> [TASK DESCRIPTION]:
Reproduce the following lines word for word, keeping all of them in their original order.
:::::
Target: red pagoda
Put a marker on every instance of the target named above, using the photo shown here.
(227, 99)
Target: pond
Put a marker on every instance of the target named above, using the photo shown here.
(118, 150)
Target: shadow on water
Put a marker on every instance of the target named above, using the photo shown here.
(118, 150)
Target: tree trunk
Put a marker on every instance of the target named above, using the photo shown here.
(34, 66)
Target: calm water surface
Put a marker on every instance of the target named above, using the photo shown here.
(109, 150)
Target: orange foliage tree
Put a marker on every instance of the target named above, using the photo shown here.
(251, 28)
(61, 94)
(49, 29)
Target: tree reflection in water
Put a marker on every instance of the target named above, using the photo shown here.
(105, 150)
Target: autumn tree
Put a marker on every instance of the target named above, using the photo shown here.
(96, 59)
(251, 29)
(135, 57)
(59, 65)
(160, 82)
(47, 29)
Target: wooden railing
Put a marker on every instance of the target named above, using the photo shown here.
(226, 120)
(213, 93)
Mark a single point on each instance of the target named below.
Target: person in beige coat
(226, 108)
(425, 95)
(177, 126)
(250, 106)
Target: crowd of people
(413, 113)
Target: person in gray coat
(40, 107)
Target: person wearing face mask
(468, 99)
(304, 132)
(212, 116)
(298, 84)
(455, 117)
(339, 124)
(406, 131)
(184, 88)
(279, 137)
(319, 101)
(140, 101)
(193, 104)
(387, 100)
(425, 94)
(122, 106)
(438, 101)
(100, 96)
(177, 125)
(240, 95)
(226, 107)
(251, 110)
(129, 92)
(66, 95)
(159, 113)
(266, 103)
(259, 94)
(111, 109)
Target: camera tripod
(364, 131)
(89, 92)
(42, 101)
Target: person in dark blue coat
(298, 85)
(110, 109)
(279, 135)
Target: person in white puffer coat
:::::
> [REPLY]:
Target: red pagoda
Put a marker on every instance of the target named above, using the photo shown here.
(227, 99)
Target: pond
Put a marker on every instance of the target named above, using the photo shown here.
(118, 150)
Target: shadow on water
Put a marker on every instance of the target named above, using the photo shown here.
(118, 150)
Target: tree trunk
Put a marker on every instance of the target named above, using the photo shown here.
(34, 66)
Target: calm water surface
Put a marker on every instance of the target named above, using the photo shown here.
(109, 150)
Target: orange foliage tree
Put a marker on every instance of the target named above, using the photo shown here.
(251, 28)
(61, 94)
(49, 29)
Target: tree reflection in water
Put a marker on every instance of the target named above, using the photo shown here.
(105, 150)
Target: autumn tree
Put a marker on every instance of the target named above, using the photo shown here.
(96, 59)
(251, 29)
(135, 57)
(59, 65)
(160, 82)
(47, 29)
Target: wooden railing
Put a marker on every instance of the target named above, using the photo shown here.
(226, 120)
(213, 93)
Mark a single point on each instance of the target named below.
Target: person in beige coat
(226, 108)
(425, 95)
(177, 126)
(250, 106)
Target: crowd of people
(413, 113)
Target: person in gray coat
(40, 107)
Target: person wearing face mask
(468, 99)
(304, 132)
(212, 116)
(298, 84)
(455, 117)
(339, 124)
(406, 131)
(184, 88)
(279, 137)
(319, 101)
(140, 101)
(193, 104)
(387, 100)
(425, 94)
(122, 106)
(438, 101)
(100, 96)
(177, 125)
(240, 95)
(226, 107)
(251, 110)
(129, 92)
(66, 95)
(159, 113)
(266, 103)
(259, 94)
(111, 109)
Target: camera tripod
(364, 131)
(89, 92)
(42, 101)
Target: person in dark blue coat
(298, 85)
(110, 109)
(279, 135)
Target: person in white puffer coat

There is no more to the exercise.